--- start of INPUT MATERIAL ---

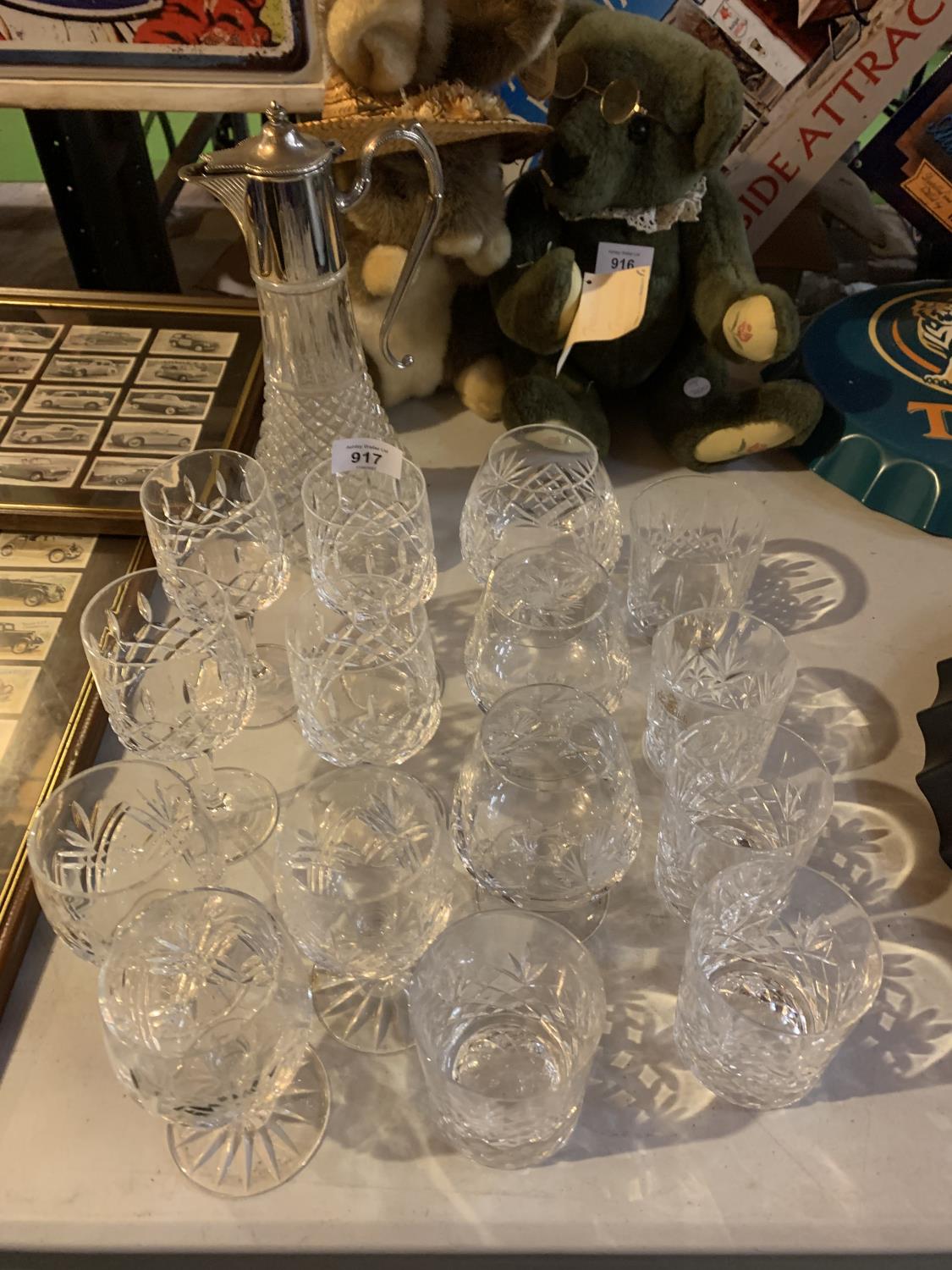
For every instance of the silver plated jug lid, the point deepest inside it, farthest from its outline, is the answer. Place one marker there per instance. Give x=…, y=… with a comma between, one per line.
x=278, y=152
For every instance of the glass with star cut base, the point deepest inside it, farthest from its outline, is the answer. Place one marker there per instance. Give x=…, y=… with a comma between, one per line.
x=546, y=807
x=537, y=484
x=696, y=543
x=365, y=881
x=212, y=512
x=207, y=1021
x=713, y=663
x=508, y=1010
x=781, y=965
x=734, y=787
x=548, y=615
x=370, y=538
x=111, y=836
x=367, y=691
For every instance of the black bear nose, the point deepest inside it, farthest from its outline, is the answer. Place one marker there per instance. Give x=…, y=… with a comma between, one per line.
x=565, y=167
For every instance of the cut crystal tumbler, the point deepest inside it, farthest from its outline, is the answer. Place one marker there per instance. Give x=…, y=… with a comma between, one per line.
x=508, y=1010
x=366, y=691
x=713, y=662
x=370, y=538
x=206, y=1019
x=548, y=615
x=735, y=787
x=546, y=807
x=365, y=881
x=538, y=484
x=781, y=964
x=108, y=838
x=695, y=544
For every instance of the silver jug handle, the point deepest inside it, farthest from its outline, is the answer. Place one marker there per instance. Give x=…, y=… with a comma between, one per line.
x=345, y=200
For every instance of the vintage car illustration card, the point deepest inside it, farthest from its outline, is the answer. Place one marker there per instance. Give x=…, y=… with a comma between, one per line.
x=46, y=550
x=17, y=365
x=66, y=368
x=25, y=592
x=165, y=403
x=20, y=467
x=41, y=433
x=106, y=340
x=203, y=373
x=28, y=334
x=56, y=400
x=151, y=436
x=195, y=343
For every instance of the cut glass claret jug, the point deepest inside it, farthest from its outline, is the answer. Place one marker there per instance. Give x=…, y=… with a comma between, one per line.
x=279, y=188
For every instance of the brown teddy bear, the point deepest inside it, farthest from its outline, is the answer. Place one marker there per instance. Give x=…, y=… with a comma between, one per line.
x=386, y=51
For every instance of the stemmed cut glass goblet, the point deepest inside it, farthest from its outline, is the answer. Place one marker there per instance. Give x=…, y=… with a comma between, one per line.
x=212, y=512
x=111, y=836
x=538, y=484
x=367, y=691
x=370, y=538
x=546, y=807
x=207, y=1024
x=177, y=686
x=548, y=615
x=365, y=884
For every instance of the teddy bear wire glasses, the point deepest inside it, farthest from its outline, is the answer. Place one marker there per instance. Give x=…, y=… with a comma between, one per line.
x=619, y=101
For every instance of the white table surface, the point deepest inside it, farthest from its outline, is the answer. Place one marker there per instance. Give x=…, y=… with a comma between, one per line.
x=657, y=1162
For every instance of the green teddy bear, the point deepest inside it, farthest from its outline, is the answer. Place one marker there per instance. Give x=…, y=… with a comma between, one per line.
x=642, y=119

--- end of INPUT MATERIAL ---

DIRECTIVE →
Repeat everything from the line containing "For every instance of the silver jug" down to the line containing "x=365, y=884", both of those lines included, with nothing changed.

FULL SOLUTION →
For every instance of the silver jug handle, the point deepest inside it, farthest from its outline, is the answer. Place one marker there per instance. Give x=…, y=… with a comma between, one per line.
x=345, y=200
For every instance of the vintage car illustration card, the point deepest inside it, farthest from its outline, is the answer. Place one marker there per instance. Give x=…, y=… with a comma between, one per line.
x=46, y=550
x=17, y=365
x=66, y=368
x=25, y=592
x=165, y=403
x=20, y=467
x=41, y=433
x=106, y=340
x=203, y=373
x=28, y=334
x=56, y=400
x=151, y=436
x=195, y=343
For every instance of the cut glass claret jug, the point deepest inside it, farthest from its outline, is the answer. Place one marker there per instance. Give x=…, y=… with a comma between, one per line.
x=279, y=188
For every instance of the brown teddy bear, the point deepest inside it, farthest from its outline, is the answer. Place one marker there per instance. Give x=…, y=… with a comma between, one per line.
x=386, y=51
For every instance of the stemmed cut glass goblet, the point deepest inside it, farthest from its outline, is the answer. Place one marker there per instance. Give x=…, y=… with a comma between, one per line.
x=212, y=512
x=111, y=836
x=538, y=484
x=367, y=691
x=370, y=538
x=546, y=807
x=207, y=1024
x=177, y=686
x=548, y=615
x=365, y=884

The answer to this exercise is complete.